──────── FRAGMENTO DE PÁGINA ────────

No nos propondremos seguir metódicamente […] las distintas fases de tan variado teatro según las diversas horas del día, las estaciones y demás circunstancias que alteran y modifican los usos populares. Escogeremos cualquier día del año; por ejemplo, el día en que nos hallamos: procederemos libremente y como al acaso, dejaremos vagar a nuestro discurso, y pues que el moderno romanticismo nos autoriza, renunciaremos a todas las unidades conocidas; y tanto más románticos seremos, cuanto menos pensemos en lo que vamos a escribir.

 

Casi sin percibirlo, el denunciado desequilibrio de Madrid le lleva al desorden de su discurso, a escribir espontánea y románticamente. La visión de la ciudad le hace divagar por calles y pensamientos —fijándose en esa mujer del balcón, o en ese amigo que espera a otro― hasta desembocar en el «pueblo comprendido desde el Palacio a la Puerta de Atocha: las calles de Toledo y Embajadores, del Mesón de Paredes y de Lavapiés» (Mesonero Romanos 1993: 227). La prosa de Mesonero se transforma entonces en una retahíla de oficios y tipos que nos recuerda la de esos semanarios pintorescos que hacían estático el tiempo y lo convertían en cromos irrepetibles. Mesonero tacha lo que ve de cuadro, teatro o espectáculo, ofrecido a sus ojos que lo observan con distancia. Pero también es activo: como iniciador de la figura detectivesca le vemos seguir a una pareja (e incita al lector a acompañarle: «Sigamos» [1993: 228], le dice) hasta descubrir el melodrama. Quienes hacen noche en la venta de Villaverde; los calesines que esperan marchar a Carabanchel; el barbero que rasguea su vihuela a la puerta de la tienda; la terrible cohorte de cigarreras, con su chulería y desparpajo; los andaluces que cantan en la mesa del herrador («aquel herrador», dirá Mesonero dirigiéndose a un lector que comparte sus visiones)…, todos estos personajes son observados por el ojo del gran espectador.

──────── DATOS DE ENTRADA ────────

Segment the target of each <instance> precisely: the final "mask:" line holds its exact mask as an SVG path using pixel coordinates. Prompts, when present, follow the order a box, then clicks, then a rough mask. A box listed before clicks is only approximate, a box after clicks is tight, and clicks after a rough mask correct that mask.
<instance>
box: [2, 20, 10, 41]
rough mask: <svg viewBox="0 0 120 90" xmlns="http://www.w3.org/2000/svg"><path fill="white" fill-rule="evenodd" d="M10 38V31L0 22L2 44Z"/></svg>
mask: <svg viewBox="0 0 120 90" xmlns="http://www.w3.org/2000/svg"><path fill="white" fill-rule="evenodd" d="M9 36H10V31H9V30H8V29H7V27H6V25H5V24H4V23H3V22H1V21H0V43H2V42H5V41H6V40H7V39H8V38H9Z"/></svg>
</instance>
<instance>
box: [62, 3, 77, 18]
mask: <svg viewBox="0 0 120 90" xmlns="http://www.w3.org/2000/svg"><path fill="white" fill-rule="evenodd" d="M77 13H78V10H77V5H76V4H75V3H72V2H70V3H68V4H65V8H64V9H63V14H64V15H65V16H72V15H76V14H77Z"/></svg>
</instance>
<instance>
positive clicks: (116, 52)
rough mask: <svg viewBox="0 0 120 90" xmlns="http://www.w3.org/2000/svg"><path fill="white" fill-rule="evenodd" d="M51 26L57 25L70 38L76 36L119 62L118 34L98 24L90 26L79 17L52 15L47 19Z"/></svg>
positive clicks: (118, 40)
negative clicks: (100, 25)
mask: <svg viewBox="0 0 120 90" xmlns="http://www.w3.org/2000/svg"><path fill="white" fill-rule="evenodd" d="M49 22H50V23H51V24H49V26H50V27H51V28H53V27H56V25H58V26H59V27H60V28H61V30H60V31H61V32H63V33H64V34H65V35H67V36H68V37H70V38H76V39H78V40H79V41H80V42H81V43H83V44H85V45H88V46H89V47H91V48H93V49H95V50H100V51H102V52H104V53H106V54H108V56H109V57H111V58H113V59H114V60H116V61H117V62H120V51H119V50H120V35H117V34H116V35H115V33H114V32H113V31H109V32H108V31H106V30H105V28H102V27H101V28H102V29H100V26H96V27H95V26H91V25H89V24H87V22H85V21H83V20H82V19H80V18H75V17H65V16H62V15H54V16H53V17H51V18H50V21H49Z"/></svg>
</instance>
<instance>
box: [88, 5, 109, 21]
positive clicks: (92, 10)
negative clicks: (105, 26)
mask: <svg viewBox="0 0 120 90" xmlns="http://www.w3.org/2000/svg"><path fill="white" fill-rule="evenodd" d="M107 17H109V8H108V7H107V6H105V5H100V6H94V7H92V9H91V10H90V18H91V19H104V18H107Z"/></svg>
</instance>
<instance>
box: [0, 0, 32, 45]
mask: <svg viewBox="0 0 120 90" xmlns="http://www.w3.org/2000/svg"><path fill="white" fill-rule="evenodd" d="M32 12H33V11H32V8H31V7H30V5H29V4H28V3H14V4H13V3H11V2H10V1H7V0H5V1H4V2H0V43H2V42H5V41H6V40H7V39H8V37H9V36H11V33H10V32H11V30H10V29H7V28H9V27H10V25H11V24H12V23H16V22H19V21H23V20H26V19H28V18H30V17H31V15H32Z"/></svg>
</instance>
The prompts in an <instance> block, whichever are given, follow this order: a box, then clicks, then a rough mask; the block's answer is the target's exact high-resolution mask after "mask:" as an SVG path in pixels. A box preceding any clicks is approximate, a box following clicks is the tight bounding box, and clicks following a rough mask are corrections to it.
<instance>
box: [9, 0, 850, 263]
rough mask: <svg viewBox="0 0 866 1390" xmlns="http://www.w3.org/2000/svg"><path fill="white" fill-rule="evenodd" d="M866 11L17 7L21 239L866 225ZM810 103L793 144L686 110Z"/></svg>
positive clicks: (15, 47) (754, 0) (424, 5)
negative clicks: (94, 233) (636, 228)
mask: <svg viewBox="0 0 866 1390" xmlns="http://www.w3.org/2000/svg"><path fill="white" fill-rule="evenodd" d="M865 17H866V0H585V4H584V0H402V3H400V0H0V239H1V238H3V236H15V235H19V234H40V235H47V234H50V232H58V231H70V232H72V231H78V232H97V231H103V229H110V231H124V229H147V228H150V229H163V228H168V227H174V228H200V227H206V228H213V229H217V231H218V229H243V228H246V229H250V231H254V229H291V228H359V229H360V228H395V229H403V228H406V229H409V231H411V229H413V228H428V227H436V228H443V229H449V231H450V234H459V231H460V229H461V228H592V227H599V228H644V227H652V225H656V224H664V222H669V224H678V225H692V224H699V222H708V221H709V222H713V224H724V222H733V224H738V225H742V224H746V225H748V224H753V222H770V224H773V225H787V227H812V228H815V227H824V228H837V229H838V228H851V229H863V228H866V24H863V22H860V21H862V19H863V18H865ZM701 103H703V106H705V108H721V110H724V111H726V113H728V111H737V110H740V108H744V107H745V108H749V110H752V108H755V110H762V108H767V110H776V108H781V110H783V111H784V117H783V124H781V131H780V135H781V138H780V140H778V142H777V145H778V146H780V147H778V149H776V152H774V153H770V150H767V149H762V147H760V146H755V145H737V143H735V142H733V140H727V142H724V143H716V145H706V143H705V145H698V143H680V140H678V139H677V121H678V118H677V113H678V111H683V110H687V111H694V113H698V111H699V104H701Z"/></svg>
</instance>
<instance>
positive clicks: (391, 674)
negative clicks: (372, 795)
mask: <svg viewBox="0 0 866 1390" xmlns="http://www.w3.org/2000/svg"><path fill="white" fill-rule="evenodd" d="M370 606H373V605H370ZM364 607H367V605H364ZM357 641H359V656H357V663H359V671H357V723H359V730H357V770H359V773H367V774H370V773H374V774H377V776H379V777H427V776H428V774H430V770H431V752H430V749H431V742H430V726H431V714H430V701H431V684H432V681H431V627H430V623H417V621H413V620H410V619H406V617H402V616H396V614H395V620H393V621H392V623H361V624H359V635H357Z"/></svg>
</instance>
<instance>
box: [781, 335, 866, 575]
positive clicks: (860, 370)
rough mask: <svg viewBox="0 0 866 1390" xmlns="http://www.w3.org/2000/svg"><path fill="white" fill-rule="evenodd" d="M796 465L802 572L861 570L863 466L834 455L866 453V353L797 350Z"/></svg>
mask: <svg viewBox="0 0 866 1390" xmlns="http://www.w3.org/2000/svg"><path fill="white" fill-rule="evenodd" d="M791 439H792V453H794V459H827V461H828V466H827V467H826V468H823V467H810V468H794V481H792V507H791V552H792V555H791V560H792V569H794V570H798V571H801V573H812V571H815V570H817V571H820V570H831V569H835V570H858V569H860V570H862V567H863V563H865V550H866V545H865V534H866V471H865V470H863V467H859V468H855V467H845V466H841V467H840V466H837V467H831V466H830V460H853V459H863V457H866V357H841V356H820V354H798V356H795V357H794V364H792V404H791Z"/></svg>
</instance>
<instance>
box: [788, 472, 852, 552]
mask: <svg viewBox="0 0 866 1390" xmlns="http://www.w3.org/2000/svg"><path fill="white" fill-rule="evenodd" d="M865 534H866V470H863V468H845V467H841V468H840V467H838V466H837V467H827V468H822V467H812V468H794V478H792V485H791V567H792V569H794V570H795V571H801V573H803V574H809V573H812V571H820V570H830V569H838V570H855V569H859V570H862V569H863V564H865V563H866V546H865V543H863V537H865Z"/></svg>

────────
──────── DATOS DE ENTRADA ────────

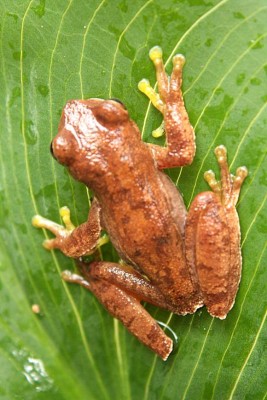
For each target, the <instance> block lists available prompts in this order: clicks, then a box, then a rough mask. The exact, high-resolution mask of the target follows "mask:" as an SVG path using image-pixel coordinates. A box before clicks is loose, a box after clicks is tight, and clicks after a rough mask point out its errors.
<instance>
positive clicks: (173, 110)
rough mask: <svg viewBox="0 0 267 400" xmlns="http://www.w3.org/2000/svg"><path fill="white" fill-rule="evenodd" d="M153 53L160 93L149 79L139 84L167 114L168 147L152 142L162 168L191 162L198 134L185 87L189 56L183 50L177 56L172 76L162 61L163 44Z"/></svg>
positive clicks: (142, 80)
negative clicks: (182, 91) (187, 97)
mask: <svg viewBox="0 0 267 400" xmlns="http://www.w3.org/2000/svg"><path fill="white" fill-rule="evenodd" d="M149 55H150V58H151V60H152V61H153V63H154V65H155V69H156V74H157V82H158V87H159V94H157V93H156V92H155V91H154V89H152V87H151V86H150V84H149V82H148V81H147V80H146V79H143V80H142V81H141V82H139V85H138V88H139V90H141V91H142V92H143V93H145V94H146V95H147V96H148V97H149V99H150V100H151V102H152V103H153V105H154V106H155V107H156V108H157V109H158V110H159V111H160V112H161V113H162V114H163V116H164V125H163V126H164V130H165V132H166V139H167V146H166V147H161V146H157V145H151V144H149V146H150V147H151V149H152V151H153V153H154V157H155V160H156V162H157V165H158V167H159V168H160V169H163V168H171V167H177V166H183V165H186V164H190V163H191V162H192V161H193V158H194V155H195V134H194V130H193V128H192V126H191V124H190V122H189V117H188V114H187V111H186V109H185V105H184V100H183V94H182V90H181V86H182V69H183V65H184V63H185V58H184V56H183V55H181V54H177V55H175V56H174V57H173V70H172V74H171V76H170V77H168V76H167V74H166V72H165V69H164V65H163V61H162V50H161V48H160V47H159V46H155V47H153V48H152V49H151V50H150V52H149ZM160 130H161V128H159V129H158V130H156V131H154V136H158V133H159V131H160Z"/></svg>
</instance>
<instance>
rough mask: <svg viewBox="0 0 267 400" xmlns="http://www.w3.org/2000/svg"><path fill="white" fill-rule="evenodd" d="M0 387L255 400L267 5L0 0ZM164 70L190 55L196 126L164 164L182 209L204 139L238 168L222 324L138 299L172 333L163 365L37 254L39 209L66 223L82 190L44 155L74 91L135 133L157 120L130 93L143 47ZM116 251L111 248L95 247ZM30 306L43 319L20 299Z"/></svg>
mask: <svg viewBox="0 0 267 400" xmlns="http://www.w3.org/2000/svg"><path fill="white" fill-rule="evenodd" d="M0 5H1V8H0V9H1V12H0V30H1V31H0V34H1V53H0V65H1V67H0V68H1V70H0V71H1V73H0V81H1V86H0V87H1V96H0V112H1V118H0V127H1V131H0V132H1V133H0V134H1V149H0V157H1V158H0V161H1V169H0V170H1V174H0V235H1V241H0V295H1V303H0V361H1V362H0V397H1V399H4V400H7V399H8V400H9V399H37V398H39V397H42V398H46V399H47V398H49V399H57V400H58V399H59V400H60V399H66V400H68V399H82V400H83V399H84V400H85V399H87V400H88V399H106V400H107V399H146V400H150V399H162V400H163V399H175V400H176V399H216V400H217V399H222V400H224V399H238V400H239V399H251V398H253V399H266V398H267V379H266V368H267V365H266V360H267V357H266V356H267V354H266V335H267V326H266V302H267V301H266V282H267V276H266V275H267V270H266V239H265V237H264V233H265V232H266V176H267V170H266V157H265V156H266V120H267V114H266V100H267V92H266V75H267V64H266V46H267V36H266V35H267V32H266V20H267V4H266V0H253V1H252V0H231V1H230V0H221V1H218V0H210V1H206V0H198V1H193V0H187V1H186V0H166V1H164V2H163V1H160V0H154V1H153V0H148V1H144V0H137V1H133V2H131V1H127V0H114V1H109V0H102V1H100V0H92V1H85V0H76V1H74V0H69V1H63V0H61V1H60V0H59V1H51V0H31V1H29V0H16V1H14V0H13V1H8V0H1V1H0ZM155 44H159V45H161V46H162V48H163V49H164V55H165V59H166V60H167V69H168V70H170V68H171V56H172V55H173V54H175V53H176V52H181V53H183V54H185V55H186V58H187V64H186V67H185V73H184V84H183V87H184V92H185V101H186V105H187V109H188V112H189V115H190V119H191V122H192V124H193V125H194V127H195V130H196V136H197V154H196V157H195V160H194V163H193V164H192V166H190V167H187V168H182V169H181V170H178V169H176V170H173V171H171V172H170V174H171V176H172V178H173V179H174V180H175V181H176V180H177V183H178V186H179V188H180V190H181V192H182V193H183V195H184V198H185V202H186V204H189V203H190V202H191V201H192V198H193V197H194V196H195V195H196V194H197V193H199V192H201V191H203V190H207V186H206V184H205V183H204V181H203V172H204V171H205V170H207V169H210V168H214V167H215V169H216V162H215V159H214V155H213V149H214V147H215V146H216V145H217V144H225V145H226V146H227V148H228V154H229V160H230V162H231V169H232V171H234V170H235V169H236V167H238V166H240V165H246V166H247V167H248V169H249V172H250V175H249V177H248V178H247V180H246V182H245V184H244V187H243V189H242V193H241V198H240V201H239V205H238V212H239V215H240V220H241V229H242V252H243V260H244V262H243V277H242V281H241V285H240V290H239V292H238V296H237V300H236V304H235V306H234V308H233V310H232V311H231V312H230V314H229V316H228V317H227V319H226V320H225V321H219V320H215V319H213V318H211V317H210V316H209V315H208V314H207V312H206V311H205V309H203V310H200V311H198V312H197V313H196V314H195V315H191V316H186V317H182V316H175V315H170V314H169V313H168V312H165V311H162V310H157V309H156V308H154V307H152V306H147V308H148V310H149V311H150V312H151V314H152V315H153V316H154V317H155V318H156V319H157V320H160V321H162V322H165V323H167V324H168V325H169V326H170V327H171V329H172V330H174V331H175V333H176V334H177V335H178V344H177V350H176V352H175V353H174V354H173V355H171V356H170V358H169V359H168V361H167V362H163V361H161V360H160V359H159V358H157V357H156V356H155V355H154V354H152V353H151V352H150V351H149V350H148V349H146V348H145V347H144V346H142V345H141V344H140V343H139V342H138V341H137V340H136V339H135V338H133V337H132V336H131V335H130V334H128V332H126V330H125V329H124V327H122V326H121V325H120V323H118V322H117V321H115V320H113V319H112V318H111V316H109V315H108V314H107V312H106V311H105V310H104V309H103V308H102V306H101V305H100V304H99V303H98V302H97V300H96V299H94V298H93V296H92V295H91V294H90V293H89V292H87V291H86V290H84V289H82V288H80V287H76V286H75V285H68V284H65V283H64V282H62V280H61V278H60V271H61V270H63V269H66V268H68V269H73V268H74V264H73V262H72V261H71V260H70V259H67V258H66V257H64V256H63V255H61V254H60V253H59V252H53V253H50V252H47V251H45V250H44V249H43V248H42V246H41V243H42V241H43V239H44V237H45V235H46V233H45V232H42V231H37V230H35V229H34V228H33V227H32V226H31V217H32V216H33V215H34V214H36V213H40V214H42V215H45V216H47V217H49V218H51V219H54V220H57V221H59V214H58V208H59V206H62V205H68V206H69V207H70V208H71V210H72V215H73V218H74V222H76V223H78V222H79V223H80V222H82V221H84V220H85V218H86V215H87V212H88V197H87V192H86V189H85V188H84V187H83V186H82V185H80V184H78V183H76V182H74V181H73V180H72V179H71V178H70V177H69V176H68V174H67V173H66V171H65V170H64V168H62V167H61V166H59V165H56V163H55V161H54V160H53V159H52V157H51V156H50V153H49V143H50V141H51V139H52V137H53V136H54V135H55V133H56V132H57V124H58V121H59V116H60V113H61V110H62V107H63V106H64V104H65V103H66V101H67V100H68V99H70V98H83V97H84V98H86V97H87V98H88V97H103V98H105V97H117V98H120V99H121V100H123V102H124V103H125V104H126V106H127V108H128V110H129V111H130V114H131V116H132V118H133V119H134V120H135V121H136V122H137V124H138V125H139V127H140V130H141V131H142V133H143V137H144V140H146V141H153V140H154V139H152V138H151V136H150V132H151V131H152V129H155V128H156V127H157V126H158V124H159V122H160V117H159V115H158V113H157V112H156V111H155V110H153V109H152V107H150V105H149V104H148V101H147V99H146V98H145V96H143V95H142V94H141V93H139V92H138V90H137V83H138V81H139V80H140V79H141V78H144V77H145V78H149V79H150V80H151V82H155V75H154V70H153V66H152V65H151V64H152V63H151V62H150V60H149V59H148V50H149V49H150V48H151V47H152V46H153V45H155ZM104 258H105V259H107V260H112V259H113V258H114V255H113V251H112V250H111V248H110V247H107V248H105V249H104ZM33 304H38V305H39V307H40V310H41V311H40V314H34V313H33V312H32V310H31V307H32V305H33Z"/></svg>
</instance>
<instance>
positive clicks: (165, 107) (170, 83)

────────

*PREGUNTAS:*
1) Indique si cada una de las siguientes afirmaciones concuerda con el texto sobre Mesonero Romanos y responda sí o no, citando literalmente las palabras del texto que lo deciden: (a) el pueblo que se describe abarca desde el Palacio hasta la Puerta de Atocha; (b) el autor se propone seguir metódicamente las distintas fases del teatro popular según las horas del día; (c) Mesonero invita al lector a acompañarle mientras sigue a una pareja.
2) Prosiga el texto sobre Mesonero Romanos a partir de su última oración.

*RESPUESTAS POR PREGUNTA:*
1)
(a) Sí: «pueblo comprendido desde el Palacio a la Puerta de Atocha».
(b) No: «No nos propondremos seguir metódicamente».
(c) Sí: «e incita al lector a acompañarle: «Sigamos» [1993: 228], le dice».

2)
El artículo acaba con el sonido de la campana de San Millán y San Cayetano, las trompetas del vecino cuartel, las tiendas encendiendo farolillos, los coches abandonando su puesto, y la oscuridad cayendo sobre la animación entrante. Mesonero establecerá aquí la división entre la noche y el día, pues para el espectáculo nocturno reservará un cuadro aparte; como hará más tarde Baroja, separará la prosa nocturna de la diurna. Entonces, el Madrid que intentaba dibujar (esa palabra es frecuentemente suya) acaba así: incompleto, fragmento o parte del todo. Nos encontramos ya con el Romanticismo, hacia el que Mesonero ha dado un salto a través de Madrid.

El otro gran periodista romántico, Mariano José de Larra, impregnará de emociones sutiles las calles de nuestra ciudad. Compartirá cafés con Mesonero, pero irá más lejos, otorgando a la alegoría su «modo moderno» en la comparación (que no es original) de la ciudad con un cementerio, planteada como pesadilla final (Lawrence 2005: 36-37). Se trata de su magnífico «El día de difuntos de 1836», en el que no me voy a detener por haber sido extensivamente explorado por la crítica, pero cuyos ecos, como veremos, se extenderán a escrituras sucesivas sobre Madrid.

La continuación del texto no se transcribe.